Dataset excerpts
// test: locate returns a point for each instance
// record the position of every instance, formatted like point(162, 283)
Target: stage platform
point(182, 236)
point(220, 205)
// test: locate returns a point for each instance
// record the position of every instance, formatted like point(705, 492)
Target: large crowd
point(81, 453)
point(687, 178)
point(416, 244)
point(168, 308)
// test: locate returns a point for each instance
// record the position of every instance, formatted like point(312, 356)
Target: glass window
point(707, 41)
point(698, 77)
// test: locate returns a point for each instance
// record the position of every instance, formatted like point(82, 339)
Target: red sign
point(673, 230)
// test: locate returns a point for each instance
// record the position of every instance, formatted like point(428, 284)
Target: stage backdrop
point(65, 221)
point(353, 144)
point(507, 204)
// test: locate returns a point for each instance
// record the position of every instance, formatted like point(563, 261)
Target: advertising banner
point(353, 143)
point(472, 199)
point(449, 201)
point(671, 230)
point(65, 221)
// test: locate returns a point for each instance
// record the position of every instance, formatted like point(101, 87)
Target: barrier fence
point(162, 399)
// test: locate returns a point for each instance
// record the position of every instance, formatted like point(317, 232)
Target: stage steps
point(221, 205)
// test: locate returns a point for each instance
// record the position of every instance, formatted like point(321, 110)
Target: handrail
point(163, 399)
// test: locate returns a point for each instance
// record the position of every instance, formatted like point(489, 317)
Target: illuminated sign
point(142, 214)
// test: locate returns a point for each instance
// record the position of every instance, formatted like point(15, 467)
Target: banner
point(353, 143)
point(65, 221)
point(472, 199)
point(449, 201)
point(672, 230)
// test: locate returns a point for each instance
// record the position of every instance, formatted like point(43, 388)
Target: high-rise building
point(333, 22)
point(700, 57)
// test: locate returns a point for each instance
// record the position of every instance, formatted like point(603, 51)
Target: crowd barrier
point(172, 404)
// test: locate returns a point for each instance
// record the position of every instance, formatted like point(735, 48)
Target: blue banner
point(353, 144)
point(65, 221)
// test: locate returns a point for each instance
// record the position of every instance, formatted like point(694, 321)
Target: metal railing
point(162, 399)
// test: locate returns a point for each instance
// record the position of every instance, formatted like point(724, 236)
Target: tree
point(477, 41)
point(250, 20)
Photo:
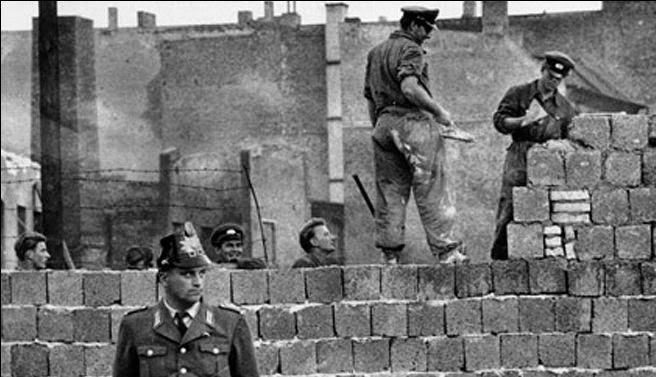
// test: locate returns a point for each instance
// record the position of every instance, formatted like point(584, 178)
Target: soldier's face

PROMPT
Would you please repeat the entries above verbatim, excluding each picture?

RESPONSE TO THE TASK
// test: locate returns a point for each instance
// record the position of every instance, formatted like point(162, 283)
Target: stage platform
point(182, 236)
point(220, 205)
// test: locate returns a point for each instance
// record the position of every instance, formatted like point(705, 492)
Target: large crowd
point(81, 453)
point(687, 178)
point(416, 244)
point(168, 308)
// test: locate returns a point for each instance
// record the position of every instance, formatted like point(312, 356)
Target: glass window
point(707, 41)
point(698, 77)
// test: locate returns a point for each instance
// record the position of every instance, formatted like point(82, 339)
Target: red sign
point(673, 230)
// test: locate returns a point for each instance
// record the position of every instance, formatted like point(428, 284)
Target: stage backdrop
point(65, 221)
point(353, 144)
point(507, 204)
// test: locate returns a point for each instance
// record the position of every instance, formatted like point(563, 261)
Target: advertising banner
point(353, 143)
point(472, 199)
point(449, 201)
point(671, 230)
point(65, 221)
// test: locate returns a point for each instance
// record the position of every instance, formatted like point(101, 87)
Target: barrier fence
point(162, 399)
// test: locate returns a point for each instance
// record the position of every instance, formatted like point(317, 232)
Target: stage steps
point(221, 205)
// test: locate returns a point for each instance
// record the position of every instance, formatted like point(321, 110)
Target: handrail
point(163, 399)
// test: locate returns a point for each instance
// record the position of every instance, formatted like point(489, 317)
Target: illuminated sign
point(142, 214)
// test: locate returns a point for each instance
// record the position of every instance, formatted like point(15, 467)
Target: banner
point(353, 143)
point(65, 221)
point(472, 199)
point(449, 201)
point(672, 230)
// test: locate returns a point for each instance
// record the position of every instance, formatted like point(43, 388)
Target: high-rise building
point(333, 22)
point(700, 57)
// test: locate returns a point for each instance
// record the position of every instance, formatted like point(603, 51)
Target: crowd barrier
point(172, 404)
// test: locate returns a point for each instance
// record the position of every instance, formatted like point(735, 48)
Target: blue banner
point(353, 144)
point(65, 221)
// test: locate returns a point for each instance
// record the position of every instance, formatted like point(694, 321)
Target: metal railing
point(162, 399)
// test: locate returns a point for each instance
// record the position of every instance, formatted like point(724, 236)
Target: tree
point(477, 41)
point(250, 20)
Photo:
// test: locate returns a point for each instance
// record the position of every instance, formatted like point(584, 178)
Target: soldier's face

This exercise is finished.